__EXERCISE DETAILS__
Among the entries below, extract exactly the lines that run from the one with "Where can the seat" through the one with "Where can the light-colored", both ends included.

Records from a data collection:
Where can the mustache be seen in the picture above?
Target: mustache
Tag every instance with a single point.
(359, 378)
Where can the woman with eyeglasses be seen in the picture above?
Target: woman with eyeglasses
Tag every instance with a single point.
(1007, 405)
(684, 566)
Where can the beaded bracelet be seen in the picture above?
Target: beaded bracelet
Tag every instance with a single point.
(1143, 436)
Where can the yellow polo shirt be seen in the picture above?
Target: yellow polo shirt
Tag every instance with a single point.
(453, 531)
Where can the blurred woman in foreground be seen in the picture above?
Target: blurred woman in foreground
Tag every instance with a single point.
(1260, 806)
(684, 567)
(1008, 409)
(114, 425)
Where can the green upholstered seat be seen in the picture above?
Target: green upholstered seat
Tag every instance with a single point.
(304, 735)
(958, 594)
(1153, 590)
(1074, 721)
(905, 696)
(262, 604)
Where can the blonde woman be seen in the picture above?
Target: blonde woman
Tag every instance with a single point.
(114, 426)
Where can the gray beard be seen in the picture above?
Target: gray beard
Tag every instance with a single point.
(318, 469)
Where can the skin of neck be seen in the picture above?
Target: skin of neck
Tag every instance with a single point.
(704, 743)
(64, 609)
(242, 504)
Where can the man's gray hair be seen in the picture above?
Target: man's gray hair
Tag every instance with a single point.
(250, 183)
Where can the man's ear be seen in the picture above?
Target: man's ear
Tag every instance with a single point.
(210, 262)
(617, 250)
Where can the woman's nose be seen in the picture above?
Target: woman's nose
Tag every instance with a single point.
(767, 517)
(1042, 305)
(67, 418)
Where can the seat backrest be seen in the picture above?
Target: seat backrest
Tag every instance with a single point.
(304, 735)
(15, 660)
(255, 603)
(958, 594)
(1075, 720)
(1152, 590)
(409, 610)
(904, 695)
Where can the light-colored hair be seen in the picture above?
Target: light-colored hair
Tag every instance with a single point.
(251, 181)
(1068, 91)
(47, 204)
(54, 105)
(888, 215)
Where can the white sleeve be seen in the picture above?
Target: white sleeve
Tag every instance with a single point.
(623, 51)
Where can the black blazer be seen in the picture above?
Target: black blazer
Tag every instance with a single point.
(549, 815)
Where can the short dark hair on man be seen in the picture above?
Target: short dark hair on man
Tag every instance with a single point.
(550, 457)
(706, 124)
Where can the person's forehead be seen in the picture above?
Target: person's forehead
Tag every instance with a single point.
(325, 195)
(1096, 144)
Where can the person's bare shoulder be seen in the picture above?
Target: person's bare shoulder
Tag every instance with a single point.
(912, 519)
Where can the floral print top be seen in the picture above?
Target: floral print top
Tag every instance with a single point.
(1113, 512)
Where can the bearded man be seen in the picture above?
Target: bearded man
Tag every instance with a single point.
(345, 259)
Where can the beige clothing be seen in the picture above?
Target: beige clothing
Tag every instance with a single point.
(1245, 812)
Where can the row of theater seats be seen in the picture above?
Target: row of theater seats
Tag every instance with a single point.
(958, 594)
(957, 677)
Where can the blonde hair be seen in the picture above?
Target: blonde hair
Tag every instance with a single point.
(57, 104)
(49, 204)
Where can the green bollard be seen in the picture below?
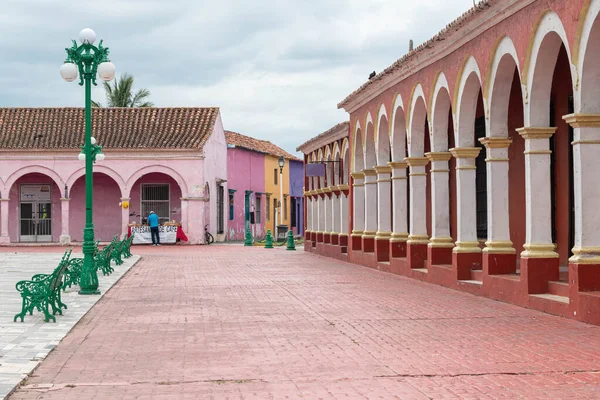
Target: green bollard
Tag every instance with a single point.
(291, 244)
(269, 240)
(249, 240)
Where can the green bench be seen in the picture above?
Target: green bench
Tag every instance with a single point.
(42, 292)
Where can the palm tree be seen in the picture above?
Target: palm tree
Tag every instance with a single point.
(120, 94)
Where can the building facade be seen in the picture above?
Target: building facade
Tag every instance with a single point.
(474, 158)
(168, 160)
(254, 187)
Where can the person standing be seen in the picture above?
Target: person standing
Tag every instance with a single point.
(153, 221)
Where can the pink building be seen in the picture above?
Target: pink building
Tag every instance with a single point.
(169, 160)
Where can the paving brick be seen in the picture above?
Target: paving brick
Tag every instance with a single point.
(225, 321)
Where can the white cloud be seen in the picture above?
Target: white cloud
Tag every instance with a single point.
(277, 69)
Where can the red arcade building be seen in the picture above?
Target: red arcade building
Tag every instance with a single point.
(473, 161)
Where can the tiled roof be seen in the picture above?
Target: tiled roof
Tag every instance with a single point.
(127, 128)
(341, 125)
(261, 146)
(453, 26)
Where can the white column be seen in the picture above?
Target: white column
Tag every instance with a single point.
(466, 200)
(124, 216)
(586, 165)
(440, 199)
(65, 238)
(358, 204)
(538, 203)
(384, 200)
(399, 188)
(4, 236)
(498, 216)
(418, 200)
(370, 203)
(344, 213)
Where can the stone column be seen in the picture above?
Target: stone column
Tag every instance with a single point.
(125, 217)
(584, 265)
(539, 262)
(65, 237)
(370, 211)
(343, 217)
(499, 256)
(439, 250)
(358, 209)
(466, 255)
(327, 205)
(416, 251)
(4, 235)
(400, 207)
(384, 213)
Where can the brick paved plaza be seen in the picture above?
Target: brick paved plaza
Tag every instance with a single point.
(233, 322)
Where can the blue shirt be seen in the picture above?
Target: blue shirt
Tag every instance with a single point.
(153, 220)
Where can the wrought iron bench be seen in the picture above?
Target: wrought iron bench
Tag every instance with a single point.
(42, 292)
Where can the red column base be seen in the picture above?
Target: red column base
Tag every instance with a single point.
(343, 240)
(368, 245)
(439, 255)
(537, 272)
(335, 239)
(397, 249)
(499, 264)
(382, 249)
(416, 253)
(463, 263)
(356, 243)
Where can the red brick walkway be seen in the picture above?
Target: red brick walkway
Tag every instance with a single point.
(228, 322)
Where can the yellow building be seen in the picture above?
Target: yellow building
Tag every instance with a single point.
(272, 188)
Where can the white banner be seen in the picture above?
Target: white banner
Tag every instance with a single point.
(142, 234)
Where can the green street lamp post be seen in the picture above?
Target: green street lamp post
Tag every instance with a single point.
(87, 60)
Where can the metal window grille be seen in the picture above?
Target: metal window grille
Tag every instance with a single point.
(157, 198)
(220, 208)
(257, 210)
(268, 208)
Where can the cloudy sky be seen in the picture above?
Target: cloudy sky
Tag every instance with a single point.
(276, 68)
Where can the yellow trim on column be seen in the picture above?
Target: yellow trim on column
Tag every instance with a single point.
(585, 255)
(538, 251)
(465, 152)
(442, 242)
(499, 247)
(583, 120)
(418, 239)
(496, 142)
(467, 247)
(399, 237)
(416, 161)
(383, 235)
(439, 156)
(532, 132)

__EXERCISE OUTPUT__
Where can the seat backrest be seen in the picture above?
Target: seat backrest
Tag every instance with a single point.
(304, 735)
(15, 660)
(255, 603)
(958, 594)
(1075, 720)
(1152, 590)
(409, 610)
(904, 695)
Where can the light-colored hair be seen in the picture above?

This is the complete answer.